Copy out the listing in full, exactly as written, but not its pictures.

═════ Data provided

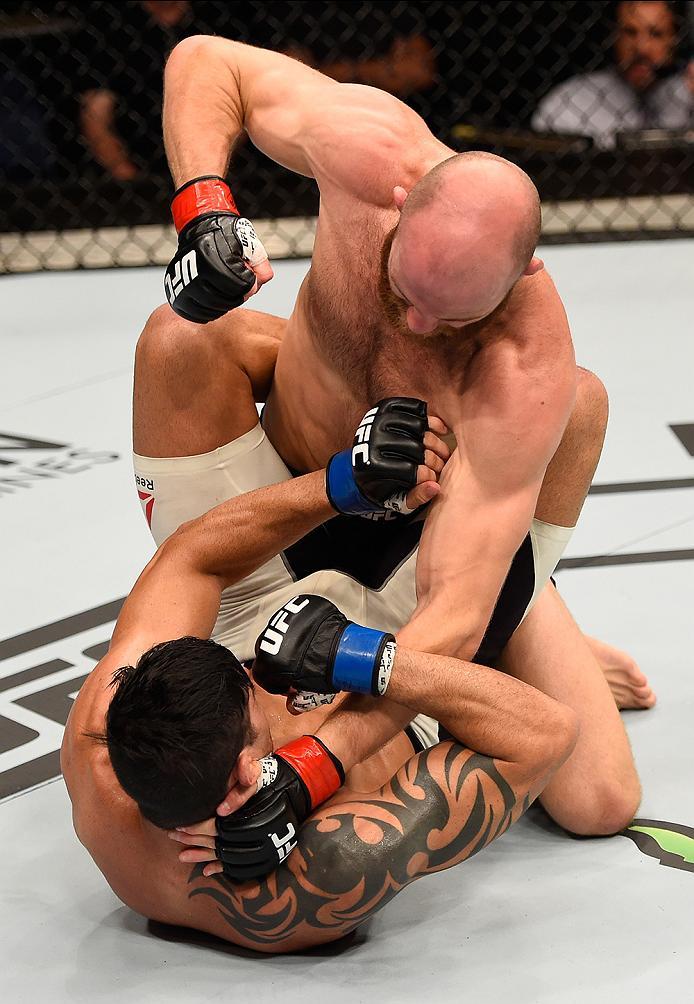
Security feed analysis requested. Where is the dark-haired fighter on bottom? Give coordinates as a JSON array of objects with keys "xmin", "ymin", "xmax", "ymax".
[{"xmin": 61, "ymin": 399, "xmax": 577, "ymax": 952}]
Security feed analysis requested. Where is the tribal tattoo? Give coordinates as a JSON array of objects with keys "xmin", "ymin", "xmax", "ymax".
[{"xmin": 189, "ymin": 742, "xmax": 541, "ymax": 952}]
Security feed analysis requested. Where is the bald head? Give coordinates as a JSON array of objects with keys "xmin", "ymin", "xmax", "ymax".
[{"xmin": 389, "ymin": 152, "xmax": 540, "ymax": 335}]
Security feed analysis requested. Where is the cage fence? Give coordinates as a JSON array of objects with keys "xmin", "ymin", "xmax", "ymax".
[{"xmin": 0, "ymin": 0, "xmax": 694, "ymax": 272}]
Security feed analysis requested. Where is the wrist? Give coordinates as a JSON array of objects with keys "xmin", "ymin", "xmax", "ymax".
[
  {"xmin": 325, "ymin": 450, "xmax": 384, "ymax": 516},
  {"xmin": 171, "ymin": 175, "xmax": 240, "ymax": 233},
  {"xmin": 275, "ymin": 736, "xmax": 344, "ymax": 809},
  {"xmin": 330, "ymin": 622, "xmax": 396, "ymax": 697}
]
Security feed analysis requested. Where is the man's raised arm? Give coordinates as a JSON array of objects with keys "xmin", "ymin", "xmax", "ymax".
[{"xmin": 164, "ymin": 35, "xmax": 433, "ymax": 323}]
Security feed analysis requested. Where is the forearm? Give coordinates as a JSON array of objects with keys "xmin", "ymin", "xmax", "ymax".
[
  {"xmin": 164, "ymin": 35, "xmax": 244, "ymax": 188},
  {"xmin": 164, "ymin": 35, "xmax": 321, "ymax": 187},
  {"xmin": 317, "ymin": 645, "xmax": 567, "ymax": 770}
]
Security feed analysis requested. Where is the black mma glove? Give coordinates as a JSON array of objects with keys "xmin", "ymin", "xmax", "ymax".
[
  {"xmin": 164, "ymin": 176, "xmax": 267, "ymax": 324},
  {"xmin": 215, "ymin": 736, "xmax": 344, "ymax": 882},
  {"xmin": 253, "ymin": 593, "xmax": 396, "ymax": 711},
  {"xmin": 325, "ymin": 398, "xmax": 429, "ymax": 516}
]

══════════

**Result**.
Security feed analysis requested. Where is the dark-haired fighter on bottom? Give coordinates as a JSON array of objects with keys "xmin", "ymin", "xmax", "ymax".
[{"xmin": 61, "ymin": 399, "xmax": 577, "ymax": 952}]
Security feed analysis requested. Where is the tribal tattoo? Give coordinates as a JSON array of objects with keys "xmin", "ymin", "xmax", "ymax".
[{"xmin": 189, "ymin": 742, "xmax": 541, "ymax": 952}]
Security feed analysis requested. Where is the bald head? Give coordinates as a JSON array of objects with keys "xmin", "ymin", "xmax", "ymax".
[{"xmin": 389, "ymin": 152, "xmax": 540, "ymax": 335}]
Security feed analysis requested. Where is the cage fence? Give coordinates as a JSON array of objects with keys "xmin", "ymin", "xmax", "ymax".
[{"xmin": 0, "ymin": 0, "xmax": 694, "ymax": 272}]
Security feed analysis requested. Where is the wrist? Give coordinates as a JSON array of objects with keys "xmin", "ymin", "xmax", "ymax".
[
  {"xmin": 325, "ymin": 450, "xmax": 384, "ymax": 516},
  {"xmin": 171, "ymin": 175, "xmax": 240, "ymax": 233},
  {"xmin": 275, "ymin": 736, "xmax": 344, "ymax": 809},
  {"xmin": 330, "ymin": 622, "xmax": 396, "ymax": 697}
]
Security feed analysis requested. Where is the man's raised arm? Give coordinates as a JSON array of objects with keys "xmin", "ymin", "xmax", "ymax".
[{"xmin": 164, "ymin": 35, "xmax": 433, "ymax": 323}]
Security feed analysis requested. Where is the forearm? Give coordinates as a JSON array of objects with keys "xmin", "ymin", "xmax", "ymax".
[
  {"xmin": 164, "ymin": 35, "xmax": 244, "ymax": 188},
  {"xmin": 164, "ymin": 35, "xmax": 321, "ymax": 187},
  {"xmin": 317, "ymin": 645, "xmax": 567, "ymax": 770}
]
Security feed analysis requested. Where is the black mma glove? Give coordinates as a JSON array of objects with keys "xmin", "ymin", "xmax", "ymax".
[
  {"xmin": 164, "ymin": 176, "xmax": 267, "ymax": 324},
  {"xmin": 215, "ymin": 736, "xmax": 344, "ymax": 882},
  {"xmin": 253, "ymin": 593, "xmax": 396, "ymax": 711},
  {"xmin": 325, "ymin": 398, "xmax": 429, "ymax": 516}
]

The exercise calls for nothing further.